━━━ PASSAGE ━━━
The function complete.cases() returns FALSE if there is any row with at least one variable information is missing. Also try using !complete.cases().

9.4.1 Basic data exploration

Looking at individual variables is always suggested as a part of the EDA.

par(mfrow= c(2,3))
boxplot(cars$speed, col = "grey", lwd = 2,
        xlab = "speed (mph)")
hist(cars$speed, probability = TRUE, col = "grey", 
        xlab = "speed (mph)", main = "")
plot(density(cars$speed), main = "speed (mph)")
rug(jitter(cars$speed))
boxplot(cars$dist, col = "grey", lwd = 2, 
        xlab = "Stopping distance (ft)")
hist(cars$dist, probability = TRUE, col = "grey", 
        xlab = "Stopping distance (ft)", main = "")
plot(density(cars$dist), main = "Stopping distance (ft)")
rug(jitter(cars$dist))

We can use the shapiro.test() function to test whether the data is normally distributed.
━━━ INFORMATION SHOWN ━━━
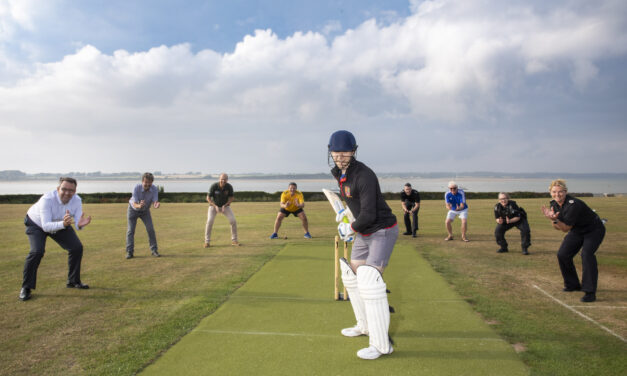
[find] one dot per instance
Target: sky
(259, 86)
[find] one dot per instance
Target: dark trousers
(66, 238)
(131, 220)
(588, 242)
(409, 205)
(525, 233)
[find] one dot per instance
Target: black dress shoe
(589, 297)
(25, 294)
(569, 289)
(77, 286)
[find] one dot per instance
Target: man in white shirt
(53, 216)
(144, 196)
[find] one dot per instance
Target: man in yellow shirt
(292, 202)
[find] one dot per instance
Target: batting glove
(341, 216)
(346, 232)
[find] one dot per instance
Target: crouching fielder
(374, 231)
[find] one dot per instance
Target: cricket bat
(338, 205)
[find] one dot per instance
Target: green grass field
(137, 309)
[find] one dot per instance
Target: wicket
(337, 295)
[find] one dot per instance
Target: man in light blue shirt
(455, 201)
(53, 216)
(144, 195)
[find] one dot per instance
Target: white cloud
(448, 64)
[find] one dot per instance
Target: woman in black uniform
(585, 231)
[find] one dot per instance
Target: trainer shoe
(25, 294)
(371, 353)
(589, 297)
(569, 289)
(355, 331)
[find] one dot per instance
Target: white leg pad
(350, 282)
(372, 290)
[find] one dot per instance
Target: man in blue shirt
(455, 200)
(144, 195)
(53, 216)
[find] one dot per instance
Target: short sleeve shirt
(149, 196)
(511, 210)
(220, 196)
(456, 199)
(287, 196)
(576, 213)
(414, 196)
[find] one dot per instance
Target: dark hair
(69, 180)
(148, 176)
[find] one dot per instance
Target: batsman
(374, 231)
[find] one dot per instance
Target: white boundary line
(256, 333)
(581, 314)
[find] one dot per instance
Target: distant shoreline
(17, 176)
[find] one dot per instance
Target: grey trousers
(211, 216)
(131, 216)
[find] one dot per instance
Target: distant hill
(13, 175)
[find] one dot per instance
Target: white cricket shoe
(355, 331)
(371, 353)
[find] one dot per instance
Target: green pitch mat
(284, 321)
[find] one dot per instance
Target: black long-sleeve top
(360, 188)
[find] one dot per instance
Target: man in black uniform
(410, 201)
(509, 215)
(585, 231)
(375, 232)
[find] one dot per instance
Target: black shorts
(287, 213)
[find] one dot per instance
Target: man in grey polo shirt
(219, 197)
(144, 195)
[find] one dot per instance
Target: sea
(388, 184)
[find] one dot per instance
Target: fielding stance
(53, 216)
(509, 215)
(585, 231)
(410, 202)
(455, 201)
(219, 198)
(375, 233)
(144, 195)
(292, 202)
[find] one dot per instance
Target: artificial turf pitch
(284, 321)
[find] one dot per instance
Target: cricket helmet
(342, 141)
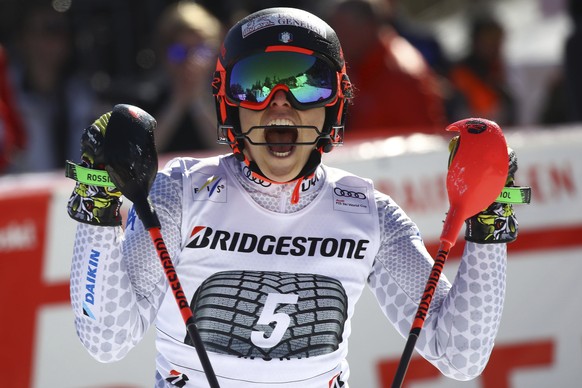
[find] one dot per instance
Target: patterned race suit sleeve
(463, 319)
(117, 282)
━━━
EXERCISE INSTRUCTIONS - Reproduce verbatim the portion of the R data-exploration passage between "hist(cars$dist, probability = TRUE, col" and "rug(jitter(cars$dist))", inclusive.

ANSWER TO THIS EXERCISE -
hist(cars$dist, probability = TRUE, col = "grey", 
        xlab = "Stopping distance (ft)", main = "")
plot(density(cars$dist), main = "Stopping distance (ft)")
rug(jitter(cars$dist))